__WHAT YOU ARE ASKED TO DO__. Repeat all of the data precisely.

__SUPPLIED RECORDS__.
◇ ◇ ◇ ◇

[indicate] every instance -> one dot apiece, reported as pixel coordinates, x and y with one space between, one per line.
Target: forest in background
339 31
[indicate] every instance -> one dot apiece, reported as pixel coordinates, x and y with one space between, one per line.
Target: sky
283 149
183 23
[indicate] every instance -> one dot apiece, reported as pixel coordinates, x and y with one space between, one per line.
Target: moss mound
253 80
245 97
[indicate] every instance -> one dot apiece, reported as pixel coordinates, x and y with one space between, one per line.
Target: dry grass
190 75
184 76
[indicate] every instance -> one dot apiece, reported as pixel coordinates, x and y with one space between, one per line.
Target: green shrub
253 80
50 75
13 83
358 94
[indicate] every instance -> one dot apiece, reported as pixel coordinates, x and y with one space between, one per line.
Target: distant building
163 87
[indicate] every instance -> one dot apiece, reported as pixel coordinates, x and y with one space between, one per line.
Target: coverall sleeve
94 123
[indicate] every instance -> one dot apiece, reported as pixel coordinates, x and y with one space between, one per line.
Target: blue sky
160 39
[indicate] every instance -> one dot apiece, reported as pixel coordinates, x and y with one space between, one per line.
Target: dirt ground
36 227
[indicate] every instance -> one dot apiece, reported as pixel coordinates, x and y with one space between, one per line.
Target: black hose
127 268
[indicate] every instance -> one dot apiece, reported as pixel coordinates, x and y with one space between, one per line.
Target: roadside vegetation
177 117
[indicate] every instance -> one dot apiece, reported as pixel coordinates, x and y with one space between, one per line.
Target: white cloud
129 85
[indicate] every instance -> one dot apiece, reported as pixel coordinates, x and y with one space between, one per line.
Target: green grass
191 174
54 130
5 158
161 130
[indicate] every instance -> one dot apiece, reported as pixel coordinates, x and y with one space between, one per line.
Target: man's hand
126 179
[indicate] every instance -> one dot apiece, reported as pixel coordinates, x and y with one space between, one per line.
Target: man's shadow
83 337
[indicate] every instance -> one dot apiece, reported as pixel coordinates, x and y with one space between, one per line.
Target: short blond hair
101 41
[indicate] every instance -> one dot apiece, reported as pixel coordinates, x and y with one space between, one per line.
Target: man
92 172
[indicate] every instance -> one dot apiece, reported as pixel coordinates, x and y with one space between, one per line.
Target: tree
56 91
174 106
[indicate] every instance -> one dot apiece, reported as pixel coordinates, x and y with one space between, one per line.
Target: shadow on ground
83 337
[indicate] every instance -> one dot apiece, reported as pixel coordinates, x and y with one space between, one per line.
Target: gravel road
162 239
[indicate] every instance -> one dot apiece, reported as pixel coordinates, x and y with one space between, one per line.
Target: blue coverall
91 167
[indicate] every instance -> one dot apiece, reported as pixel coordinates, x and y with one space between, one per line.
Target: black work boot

◇ ◇ ◇ ◇

__CORRECT RESULT__.
[indicate] every instance -> one dot apiece, reported as pixel coordinates, x and y with one space between, one per line.
Target: forest in background
339 31
[indicate] every instance -> one dot apiece, reported as pixel coordinates, x and y with one space between, one per line.
Target: sky
283 149
183 23
[indicate] every instance -> one dot apiece, reported as pixel coordinates, x and y with one space between, one per line.
Target: moss mound
253 80
245 97
[indicate] every instance -> one dot apiece, reported as pixel coordinates, x and y with one space between, one per line.
Target: dry grass
190 75
184 76
[indicate] every instance -> one dot apiece, reported as pixel coordinates, x and y with one space between, one per line.
Target: green shrub
253 80
50 75
13 83
358 94
[indicate] every instance -> one dot apiece, reported as pixel coordinates, x and y with one space between, one per line.
Target: distant building
163 87
[indicate] every instance -> one dot apiece, reported as pixel coordinates, x and y with one space between, one per line.
Target: coverall sleeve
94 123
[indicate] every instance -> one dot apiece, reported as pixel coordinates, x and y with one space between, one per line.
Target: blue sky
160 39
[indicate] every instance -> one dot apiece, reported as pixel coordinates, x and y with one space between, one per line.
Target: dirt ground
36 227
[indicate] every instance -> one dot apiece, reported as pixel coordinates, x and y with one space between, one per line.
Target: black hose
127 268
[indicate] every instance -> one dot apiece, reported as pixel coordinates, x and y with one space between, one per line.
Target: roadside vegetation
177 117
[indicate] every instance -> one dot apiece, reported as pixel coordinates, x and y with one space between, one per line.
Target: white cloud
129 85
[indicate] every instance -> one dot apiece, reported as pixel coordinates, x and y with one space between, one per line.
Target: green grass
191 174
54 130
5 158
161 130
[indicate] every instance -> one dot apiece, reported as pixel coordinates, x and y with one space between, one per line.
Target: man's hand
126 179
[indicate] every instance -> one dot apiece, reported as pixel coordinates, x and y with one space between, one per line.
Target: man's shadow
83 337
[indicate] every instance -> one dot apiece, reported as pixel coordinates, x and y with one space between, one per line.
Target: short blond hair
101 41
[indicate] every instance -> one dot apiece, reported as pixel coordinates, x and y with one space between, one per line.
Target: man
92 172
[indicate] every instance -> one dot apiece, reported as pixel coordinates, x and y with one space between, one per line.
Target: tree
56 91
174 106
[indicate] every instance -> one dot apiece, reported as pixel coordinates, x and y with one space between, one per line.
Target: shadow on ground
83 337
[indicate] every instance -> one dot apiece, reported as pixel coordinates, x and y with one space between, one per line.
Target: gravel road
162 239
[indicate] every instance -> one dot apiece, reported as pixel coordinates, x and y with one space between, one per line.
Target: blue coverall
91 167
[indicate] every instance -> one dot apiece, reported as pixel coordinates, x and y with one space between, one per line.
Target: black work boot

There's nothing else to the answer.